=== WHAT TO DO ===
Render the material as a Markdown table with the columns "Number" and "Entry." Start with the first line of the material and go on through the line with "x=101, y=44", numbering each line, leaving out blank lines, and omitting the pictures.

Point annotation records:
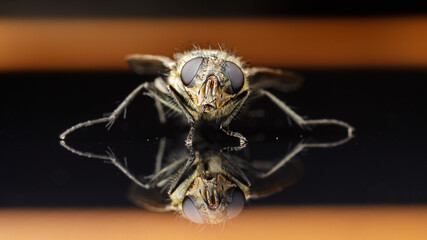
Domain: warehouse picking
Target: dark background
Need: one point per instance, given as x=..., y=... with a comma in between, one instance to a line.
x=384, y=164
x=169, y=8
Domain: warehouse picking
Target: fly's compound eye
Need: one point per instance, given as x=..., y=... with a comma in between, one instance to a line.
x=237, y=203
x=189, y=70
x=190, y=211
x=236, y=76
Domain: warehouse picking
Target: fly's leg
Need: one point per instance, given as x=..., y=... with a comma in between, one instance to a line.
x=224, y=125
x=301, y=121
x=124, y=169
x=159, y=156
x=112, y=117
x=184, y=169
x=109, y=157
x=190, y=136
x=189, y=139
x=161, y=111
x=298, y=148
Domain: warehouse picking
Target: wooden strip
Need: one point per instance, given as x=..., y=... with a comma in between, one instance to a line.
x=89, y=44
x=350, y=223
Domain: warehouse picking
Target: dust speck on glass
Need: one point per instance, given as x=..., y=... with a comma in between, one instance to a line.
x=207, y=85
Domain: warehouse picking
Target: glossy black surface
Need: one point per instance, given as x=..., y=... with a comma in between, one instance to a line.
x=385, y=163
x=168, y=8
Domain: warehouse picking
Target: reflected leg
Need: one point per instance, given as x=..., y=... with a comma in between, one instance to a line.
x=299, y=120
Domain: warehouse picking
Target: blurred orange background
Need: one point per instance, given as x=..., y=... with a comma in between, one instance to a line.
x=306, y=222
x=101, y=44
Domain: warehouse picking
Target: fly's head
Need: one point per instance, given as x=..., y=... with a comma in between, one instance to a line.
x=209, y=79
x=212, y=199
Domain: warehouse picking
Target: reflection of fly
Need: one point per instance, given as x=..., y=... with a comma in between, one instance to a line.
x=205, y=84
x=209, y=186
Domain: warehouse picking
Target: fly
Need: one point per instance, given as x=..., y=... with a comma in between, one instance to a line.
x=206, y=85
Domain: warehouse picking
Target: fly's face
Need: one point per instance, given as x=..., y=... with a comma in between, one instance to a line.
x=212, y=199
x=208, y=79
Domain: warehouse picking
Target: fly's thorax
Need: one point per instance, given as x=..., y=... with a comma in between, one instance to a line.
x=208, y=80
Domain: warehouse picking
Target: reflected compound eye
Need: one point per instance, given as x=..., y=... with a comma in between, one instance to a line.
x=190, y=69
x=191, y=212
x=236, y=204
x=235, y=75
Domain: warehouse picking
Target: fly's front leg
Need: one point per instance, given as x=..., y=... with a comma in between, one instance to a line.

=== ANSWER BELOW ===
| Number | Entry |
|---|---|
| 1 | Domain: warehouse picking |
| 2 | Target: dark background |
| 3 | Need: one point per instance, given as x=..., y=... with a comma in between, one instance to a line. |
| 4 | x=384, y=164 |
| 5 | x=169, y=8 |
| 6 | Domain: warehouse picking |
| 7 | Target: fly's compound eye |
| 8 | Need: one point per instance, given as x=..., y=... with a comma in between, one instance to a line. |
| 9 | x=237, y=203 |
| 10 | x=189, y=70 |
| 11 | x=190, y=211 |
| 12 | x=236, y=76 |
| 13 | Domain: warehouse picking |
| 14 | Target: fly's leg |
| 15 | Need: one point per instance, given as x=..., y=... with a comma in between, one instance to a line. |
| 16 | x=224, y=125 |
| 17 | x=301, y=121 |
| 18 | x=124, y=169 |
| 19 | x=159, y=156 |
| 20 | x=112, y=117 |
| 21 | x=184, y=169 |
| 22 | x=109, y=157 |
| 23 | x=190, y=136 |
| 24 | x=189, y=139 |
| 25 | x=161, y=111 |
| 26 | x=298, y=148 |
| 27 | Domain: warehouse picking |
| 28 | Target: wooden strip |
| 29 | Need: one point per instance, given as x=..., y=... with a comma in between, one instance to a line. |
| 30 | x=89, y=44 |
| 31 | x=350, y=223 |
| 32 | Domain: warehouse picking |
| 33 | Target: dust speck on glass |
| 34 | Need: one point per instance, given as x=..., y=... with a comma in between, one instance to a line. |
| 35 | x=207, y=85 |
| 36 | Domain: warehouse picking |
| 37 | Target: glossy black surface |
| 38 | Need: one point per instance, given as x=..., y=... with a comma in between, one instance to a line. |
| 39 | x=385, y=163 |
| 40 | x=168, y=8 |
| 41 | Domain: warehouse picking |
| 42 | Target: reflected leg |
| 43 | Need: one point per instance, given as x=..., y=... with a comma in between, one instance to a line. |
| 44 | x=299, y=120 |
| 45 | Domain: warehouse picking |
| 46 | Target: blurred orange background |
| 47 | Need: one point per instance, given as x=..., y=... with a comma in between, one instance to a line. |
| 48 | x=306, y=222 |
| 49 | x=101, y=44 |